FILE - Atlanta Braves' Hank Aaron eyes the flight of the ball after hitting his 715th career homer in a game against the Los Angeles Dodgers in Atlanta, Ga., in this April 8, 1974 file photo. Dodgers pitcher Al Downing, catcher Joe Ferguson and umpire David Davidson look on. Hank Aaron, who endured racist threats with stoic dignity during his pursuit of Babe Ruth but went on to break the career home run record in the pre-steroids era, died early Friday, Jan. 22, 2021. He was 86. The Atlanta Braves said Aaron died peacefully in his sleep. No cause of death was given. (AP Photo/Harry Harrris, FIle)
Harry Harris/AP

They’d been waiting all winter for this, or perhaps for 39 years. On April 8, 1974, sports journalism’s most accomplished photographers descended on Atlanta-Fulton County Stadium for the Braves’ home opener against the Los Angeles Dodgers.

Time Inc. sent John G. Zimmerman, acclaimed for his innovative camera placement and lighting set-ups; the relentless Neil Leifer, famed for his unforgettable color photo of Muhammad Ali standing over Sonny Liston; Walter Iooss Jr., whose groundbreaking picture of Joe Namath by the pool before Super Bowl III launched a new style of celebrity-athlete portraiture; and the uber-talented Tony Triolo, credited with shooting more than 50 covers for Sports Illustrated during his career. 

The Associated Press dispatched an experienced team that included Bob Daugherty from the Washington, D.C. bureau (taking time off from covering President Nixon); Joe Holloway, Jr., a veteran of the Civil Rights marches in the South; and New York–based Harry Harris, who’d been shooting since the 1930s.

They came to get The Shot: the defining image of Henry Aaron supplanting Babe Ruth as baseball’s home-run king. This was more than a sports story; a black ballplayer breaking the national pastime’s single most hallowed record represented a cultural milestone.  

Before the game, as rain showers cleared, the photographers tested their remote-control cameras and staked out their positions: behind the plate, by the first- and third-base dugouts, high overhead. 

But Harris went to the outfield. He climbed atop a makeshift platform that was situated on a narrow patch of grass between the left-field stands and a six-foot-high wire fence that stretched across the outfield. 

To his immediate right was the Braves’ bullpen. Behind him was an advertisement for a bank card that read: “Think of it as Money.” Home plate was 400 feet away. He triple-checked his equipment. He waited.

Batting clean-up, Aaron walked in his first at-bat against Dodgers pitcher Al Downing. All 53,775 spectators stood as Aaron came up again in the fourth inning with Dusty Baker on deck. Ball one, and the boo-birds started. No one wanted to witness another walk. 

Downing’s second pitch was a fastball that lingered over the plate. Aaron drove the ball high and deep toward left-center. 

Harris was focused on his work: shooting every pitch of Aaron’s every at-bat. When he saw Aaron’s lashing swing through his viewfinder, and then heard the gigantic roar of the crowd filling the stadium, he knew that this might be the one. 

He glanced up in time to see a white speck high in the Georgia night. The ball grew bigger as it descended speedily toward his perch.

SUPPLIED RECORDS:
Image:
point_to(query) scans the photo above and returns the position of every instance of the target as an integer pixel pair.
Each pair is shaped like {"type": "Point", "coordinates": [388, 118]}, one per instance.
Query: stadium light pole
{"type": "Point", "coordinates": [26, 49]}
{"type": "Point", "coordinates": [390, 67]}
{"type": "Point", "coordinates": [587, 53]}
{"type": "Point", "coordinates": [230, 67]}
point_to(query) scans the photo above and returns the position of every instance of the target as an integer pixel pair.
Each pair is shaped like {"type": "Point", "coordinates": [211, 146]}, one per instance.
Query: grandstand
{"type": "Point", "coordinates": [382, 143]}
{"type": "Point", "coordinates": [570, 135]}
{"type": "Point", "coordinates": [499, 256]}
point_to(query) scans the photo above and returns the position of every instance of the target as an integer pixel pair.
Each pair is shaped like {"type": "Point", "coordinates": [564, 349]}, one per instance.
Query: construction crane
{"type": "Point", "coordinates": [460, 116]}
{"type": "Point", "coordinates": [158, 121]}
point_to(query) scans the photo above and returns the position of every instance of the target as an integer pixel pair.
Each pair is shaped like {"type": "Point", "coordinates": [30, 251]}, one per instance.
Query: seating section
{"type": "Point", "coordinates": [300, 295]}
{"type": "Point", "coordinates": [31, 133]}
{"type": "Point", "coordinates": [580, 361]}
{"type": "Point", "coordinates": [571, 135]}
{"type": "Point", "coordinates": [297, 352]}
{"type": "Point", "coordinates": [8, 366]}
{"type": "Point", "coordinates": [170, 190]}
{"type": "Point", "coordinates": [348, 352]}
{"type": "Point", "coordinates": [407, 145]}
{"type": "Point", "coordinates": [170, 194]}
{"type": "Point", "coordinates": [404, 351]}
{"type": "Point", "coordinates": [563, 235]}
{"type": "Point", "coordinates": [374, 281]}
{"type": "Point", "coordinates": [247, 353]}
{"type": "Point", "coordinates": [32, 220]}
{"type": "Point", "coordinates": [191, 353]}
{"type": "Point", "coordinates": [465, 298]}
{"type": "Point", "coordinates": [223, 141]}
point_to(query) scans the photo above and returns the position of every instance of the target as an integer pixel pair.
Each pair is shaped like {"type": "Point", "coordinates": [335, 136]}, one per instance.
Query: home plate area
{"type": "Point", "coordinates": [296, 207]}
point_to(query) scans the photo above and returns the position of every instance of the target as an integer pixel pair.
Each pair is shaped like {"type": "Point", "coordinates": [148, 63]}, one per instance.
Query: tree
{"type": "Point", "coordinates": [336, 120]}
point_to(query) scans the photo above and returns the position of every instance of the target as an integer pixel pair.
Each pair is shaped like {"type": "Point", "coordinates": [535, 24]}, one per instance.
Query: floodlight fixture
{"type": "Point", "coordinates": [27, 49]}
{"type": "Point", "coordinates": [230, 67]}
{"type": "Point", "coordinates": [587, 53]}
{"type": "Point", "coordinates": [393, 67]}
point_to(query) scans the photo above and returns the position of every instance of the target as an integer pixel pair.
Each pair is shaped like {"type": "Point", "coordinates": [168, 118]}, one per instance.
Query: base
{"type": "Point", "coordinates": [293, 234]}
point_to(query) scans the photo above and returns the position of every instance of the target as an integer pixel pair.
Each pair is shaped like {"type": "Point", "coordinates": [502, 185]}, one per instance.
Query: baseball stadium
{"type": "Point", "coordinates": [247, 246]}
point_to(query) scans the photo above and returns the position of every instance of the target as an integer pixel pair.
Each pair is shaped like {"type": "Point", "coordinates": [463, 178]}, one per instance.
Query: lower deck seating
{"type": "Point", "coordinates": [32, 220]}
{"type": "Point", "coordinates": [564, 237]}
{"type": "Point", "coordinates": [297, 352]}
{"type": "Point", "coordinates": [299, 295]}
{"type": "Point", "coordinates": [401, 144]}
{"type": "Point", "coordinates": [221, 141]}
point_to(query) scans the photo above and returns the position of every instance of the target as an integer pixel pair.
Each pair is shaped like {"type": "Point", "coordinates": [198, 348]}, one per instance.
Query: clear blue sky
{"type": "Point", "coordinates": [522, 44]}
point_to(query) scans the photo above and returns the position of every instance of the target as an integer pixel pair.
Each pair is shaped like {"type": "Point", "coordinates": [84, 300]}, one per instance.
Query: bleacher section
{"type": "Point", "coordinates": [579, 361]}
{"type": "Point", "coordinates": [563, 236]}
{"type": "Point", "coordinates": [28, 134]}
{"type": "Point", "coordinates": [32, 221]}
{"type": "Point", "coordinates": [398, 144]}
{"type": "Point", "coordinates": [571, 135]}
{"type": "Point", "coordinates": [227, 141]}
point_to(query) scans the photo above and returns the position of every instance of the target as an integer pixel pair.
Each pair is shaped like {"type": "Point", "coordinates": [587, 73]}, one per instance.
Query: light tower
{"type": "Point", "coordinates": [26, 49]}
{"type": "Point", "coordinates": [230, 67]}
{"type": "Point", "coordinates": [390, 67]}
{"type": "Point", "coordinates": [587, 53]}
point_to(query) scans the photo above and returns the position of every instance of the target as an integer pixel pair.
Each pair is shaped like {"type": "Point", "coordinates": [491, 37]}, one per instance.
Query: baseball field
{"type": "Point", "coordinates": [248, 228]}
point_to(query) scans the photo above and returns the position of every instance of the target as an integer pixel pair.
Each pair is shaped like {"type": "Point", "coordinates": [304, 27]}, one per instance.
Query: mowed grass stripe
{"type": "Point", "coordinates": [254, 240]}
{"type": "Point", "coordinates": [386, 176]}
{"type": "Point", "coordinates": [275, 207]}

--

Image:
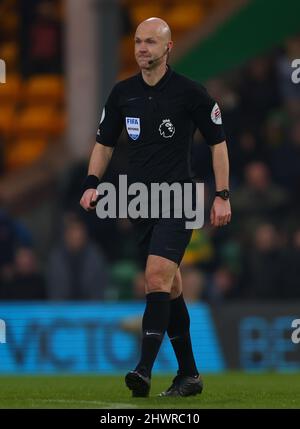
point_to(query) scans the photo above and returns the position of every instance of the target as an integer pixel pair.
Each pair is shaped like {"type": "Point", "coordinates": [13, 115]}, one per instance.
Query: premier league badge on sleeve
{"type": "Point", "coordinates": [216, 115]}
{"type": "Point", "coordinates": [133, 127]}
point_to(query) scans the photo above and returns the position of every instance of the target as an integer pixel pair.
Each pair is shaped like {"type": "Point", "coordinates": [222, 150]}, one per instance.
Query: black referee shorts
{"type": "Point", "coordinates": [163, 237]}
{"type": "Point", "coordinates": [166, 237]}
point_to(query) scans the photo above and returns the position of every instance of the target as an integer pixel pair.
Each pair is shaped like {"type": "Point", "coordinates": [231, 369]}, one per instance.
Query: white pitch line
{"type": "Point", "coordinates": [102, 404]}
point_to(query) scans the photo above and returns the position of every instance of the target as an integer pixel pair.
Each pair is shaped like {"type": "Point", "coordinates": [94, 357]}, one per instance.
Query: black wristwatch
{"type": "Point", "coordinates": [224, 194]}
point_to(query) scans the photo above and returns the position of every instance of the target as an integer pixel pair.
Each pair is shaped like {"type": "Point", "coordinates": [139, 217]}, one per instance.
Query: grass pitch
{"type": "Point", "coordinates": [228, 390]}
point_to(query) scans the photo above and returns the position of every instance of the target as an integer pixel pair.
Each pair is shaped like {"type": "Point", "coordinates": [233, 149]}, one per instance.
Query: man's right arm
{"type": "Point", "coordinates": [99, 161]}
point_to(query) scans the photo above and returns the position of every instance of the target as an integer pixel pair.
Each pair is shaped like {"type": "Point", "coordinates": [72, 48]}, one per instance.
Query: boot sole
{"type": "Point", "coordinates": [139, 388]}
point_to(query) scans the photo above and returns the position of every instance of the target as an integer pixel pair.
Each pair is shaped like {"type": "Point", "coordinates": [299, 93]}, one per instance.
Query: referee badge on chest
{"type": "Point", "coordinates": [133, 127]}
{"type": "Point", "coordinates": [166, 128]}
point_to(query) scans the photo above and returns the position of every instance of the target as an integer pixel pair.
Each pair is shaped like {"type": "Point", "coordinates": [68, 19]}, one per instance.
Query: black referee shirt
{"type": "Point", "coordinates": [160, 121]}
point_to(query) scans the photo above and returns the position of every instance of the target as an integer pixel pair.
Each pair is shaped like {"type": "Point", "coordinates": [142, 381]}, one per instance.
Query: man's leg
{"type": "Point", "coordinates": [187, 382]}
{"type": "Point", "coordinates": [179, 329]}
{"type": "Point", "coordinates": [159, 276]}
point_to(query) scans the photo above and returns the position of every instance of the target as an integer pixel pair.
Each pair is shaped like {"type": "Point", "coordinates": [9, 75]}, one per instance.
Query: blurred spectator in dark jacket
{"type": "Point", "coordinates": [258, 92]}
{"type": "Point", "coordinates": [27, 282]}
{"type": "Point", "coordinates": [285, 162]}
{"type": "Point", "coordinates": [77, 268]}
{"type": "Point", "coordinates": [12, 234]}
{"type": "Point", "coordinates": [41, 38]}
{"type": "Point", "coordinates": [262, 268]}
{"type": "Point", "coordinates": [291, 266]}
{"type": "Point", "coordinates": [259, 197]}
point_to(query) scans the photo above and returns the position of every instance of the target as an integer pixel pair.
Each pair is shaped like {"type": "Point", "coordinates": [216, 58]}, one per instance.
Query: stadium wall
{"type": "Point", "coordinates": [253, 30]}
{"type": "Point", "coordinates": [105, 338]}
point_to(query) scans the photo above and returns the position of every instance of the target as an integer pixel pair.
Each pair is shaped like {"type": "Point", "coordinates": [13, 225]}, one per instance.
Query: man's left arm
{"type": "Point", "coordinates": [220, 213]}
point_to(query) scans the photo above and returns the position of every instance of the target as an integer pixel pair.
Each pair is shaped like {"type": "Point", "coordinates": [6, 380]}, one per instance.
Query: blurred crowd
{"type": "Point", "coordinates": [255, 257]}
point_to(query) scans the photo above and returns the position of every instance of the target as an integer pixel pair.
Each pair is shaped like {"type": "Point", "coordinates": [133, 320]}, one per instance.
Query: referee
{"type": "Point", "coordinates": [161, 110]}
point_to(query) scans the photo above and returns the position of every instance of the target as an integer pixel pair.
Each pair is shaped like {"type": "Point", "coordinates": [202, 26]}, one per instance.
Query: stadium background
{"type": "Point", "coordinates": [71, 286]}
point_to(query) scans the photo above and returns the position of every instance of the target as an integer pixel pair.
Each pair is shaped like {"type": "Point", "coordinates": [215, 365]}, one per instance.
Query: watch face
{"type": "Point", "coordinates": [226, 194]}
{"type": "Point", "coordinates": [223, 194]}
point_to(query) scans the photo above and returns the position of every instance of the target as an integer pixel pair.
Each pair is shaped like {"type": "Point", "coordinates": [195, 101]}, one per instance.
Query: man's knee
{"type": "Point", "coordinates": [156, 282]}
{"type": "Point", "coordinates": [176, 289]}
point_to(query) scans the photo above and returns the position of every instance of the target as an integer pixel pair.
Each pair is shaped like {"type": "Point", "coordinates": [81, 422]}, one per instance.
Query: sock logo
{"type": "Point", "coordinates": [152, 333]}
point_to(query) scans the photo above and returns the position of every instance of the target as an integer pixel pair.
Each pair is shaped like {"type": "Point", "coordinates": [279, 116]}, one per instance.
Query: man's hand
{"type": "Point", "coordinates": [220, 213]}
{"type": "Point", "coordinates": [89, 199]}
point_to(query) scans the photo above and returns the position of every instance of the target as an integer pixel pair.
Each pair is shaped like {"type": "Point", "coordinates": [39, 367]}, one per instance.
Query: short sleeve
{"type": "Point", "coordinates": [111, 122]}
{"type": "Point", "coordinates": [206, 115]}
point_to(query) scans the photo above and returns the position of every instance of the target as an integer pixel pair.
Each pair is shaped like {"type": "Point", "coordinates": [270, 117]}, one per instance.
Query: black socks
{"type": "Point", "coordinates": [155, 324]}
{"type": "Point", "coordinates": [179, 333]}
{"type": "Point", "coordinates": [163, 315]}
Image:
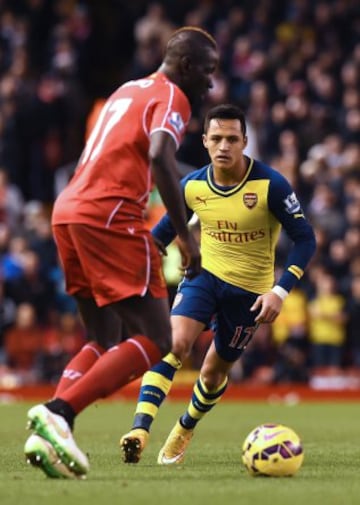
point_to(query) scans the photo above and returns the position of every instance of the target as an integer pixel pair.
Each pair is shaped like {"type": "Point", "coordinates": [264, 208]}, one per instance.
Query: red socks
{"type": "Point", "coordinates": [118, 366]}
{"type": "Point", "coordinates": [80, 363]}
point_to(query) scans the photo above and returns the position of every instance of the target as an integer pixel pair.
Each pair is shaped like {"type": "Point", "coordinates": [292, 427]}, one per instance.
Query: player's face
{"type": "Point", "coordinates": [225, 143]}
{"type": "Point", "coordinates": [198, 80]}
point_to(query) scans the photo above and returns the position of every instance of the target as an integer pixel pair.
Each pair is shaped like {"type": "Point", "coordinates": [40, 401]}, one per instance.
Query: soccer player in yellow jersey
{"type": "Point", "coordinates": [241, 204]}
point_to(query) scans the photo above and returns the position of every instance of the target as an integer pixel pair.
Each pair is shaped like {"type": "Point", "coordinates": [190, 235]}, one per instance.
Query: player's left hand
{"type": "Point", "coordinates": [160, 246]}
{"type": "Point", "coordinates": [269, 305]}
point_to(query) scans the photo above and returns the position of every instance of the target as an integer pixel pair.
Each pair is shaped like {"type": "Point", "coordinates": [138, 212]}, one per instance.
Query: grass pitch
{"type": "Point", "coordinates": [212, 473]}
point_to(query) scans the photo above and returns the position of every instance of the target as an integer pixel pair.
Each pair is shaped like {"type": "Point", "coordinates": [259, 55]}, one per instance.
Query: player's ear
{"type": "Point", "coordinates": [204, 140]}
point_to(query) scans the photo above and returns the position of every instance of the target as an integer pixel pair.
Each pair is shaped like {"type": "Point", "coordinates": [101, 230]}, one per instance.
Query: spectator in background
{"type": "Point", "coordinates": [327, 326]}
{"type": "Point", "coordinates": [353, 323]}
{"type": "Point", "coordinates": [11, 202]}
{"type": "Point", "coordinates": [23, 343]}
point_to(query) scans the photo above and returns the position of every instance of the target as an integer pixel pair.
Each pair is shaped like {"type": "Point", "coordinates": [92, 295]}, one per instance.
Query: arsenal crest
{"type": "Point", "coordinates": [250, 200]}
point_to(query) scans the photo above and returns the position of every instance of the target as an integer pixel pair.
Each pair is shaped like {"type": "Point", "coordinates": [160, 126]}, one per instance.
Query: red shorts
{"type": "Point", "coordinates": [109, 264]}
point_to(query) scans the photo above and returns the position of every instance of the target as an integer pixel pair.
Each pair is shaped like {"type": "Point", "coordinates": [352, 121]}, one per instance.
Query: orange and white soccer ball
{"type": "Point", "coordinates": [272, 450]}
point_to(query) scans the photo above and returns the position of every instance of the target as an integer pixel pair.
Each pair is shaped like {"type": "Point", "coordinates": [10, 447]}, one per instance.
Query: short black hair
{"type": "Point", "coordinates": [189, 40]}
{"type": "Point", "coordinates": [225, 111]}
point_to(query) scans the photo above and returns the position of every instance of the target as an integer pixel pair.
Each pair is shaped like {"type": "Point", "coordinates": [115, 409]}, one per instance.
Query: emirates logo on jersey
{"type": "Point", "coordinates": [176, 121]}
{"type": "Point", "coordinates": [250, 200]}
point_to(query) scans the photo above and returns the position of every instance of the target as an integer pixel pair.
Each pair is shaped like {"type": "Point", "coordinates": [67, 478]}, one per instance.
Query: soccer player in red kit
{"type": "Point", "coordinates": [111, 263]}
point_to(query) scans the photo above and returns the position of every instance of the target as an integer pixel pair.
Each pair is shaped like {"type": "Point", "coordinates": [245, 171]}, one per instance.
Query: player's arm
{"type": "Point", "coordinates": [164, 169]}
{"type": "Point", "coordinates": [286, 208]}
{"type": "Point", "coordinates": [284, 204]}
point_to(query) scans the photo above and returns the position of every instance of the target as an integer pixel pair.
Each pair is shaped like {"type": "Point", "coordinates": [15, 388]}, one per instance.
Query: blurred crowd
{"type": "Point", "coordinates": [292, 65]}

--

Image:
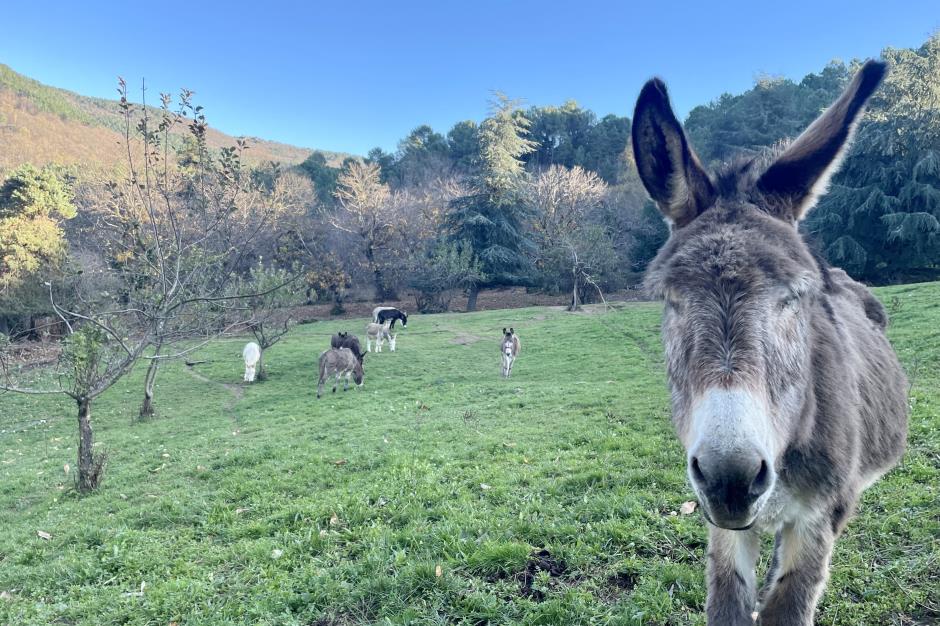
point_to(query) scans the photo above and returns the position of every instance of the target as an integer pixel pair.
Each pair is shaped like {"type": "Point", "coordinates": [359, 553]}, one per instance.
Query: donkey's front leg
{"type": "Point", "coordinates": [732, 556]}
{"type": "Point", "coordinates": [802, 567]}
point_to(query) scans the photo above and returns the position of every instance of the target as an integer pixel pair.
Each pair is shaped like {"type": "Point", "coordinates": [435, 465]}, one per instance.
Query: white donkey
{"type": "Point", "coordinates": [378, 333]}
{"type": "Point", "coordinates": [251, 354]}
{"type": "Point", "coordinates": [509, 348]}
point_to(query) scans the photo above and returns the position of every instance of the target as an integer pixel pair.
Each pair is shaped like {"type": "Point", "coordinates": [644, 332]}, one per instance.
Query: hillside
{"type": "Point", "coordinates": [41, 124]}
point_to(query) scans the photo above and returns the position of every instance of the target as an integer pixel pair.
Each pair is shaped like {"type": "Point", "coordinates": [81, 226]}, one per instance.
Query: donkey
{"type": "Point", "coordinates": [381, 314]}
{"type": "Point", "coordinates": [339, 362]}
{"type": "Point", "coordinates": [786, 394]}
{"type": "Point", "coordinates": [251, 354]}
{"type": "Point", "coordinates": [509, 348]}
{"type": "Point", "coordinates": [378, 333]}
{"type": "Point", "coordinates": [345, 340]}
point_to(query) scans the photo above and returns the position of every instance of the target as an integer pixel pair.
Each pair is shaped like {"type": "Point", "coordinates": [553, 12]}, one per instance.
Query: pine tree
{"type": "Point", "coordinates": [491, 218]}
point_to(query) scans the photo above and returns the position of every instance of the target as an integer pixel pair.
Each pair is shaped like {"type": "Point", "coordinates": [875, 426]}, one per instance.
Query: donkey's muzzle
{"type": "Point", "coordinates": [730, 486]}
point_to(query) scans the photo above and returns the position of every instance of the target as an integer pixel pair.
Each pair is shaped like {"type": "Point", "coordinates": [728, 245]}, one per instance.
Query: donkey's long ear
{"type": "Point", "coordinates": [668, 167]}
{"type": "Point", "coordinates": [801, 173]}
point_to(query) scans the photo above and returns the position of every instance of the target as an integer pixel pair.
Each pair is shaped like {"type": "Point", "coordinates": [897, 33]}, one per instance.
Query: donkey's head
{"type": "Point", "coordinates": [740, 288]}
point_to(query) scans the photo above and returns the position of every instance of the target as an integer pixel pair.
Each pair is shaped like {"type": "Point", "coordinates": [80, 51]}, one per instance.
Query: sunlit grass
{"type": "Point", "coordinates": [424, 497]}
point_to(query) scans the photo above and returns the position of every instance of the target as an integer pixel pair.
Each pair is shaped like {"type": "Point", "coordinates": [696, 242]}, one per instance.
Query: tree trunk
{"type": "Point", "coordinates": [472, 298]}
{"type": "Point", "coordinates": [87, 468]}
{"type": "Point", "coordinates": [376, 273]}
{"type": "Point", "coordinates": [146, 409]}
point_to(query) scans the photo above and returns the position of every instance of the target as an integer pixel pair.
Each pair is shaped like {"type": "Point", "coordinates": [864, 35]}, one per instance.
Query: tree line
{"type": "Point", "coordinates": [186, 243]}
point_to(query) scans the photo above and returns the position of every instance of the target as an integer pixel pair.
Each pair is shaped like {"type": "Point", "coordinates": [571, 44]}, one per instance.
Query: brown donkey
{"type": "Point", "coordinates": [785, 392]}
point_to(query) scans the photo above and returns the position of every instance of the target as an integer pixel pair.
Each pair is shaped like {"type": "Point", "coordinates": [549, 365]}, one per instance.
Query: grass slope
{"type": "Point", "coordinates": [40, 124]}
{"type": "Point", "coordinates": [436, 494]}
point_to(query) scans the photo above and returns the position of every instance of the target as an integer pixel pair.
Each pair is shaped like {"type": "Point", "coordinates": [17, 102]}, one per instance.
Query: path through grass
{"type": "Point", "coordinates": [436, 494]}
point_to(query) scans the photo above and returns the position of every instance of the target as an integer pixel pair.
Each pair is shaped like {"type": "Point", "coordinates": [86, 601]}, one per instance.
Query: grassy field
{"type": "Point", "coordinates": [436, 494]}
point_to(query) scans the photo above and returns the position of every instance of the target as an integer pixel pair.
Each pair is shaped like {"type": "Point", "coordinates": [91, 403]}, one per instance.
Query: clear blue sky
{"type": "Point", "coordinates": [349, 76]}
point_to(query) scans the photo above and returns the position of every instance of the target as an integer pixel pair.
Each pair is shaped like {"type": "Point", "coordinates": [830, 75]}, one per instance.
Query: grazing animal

EXERCISE: Name every photographer that the Aaron home run article says Time Inc. sent to the April 8, 1974 game. Rely only on the article about Hank Aaron's 715th home run.

EXERCISE RESULT:
- John G. Zimmerman
- Neil Leifer
- Walter Iooss Jr.
- Tony Triolo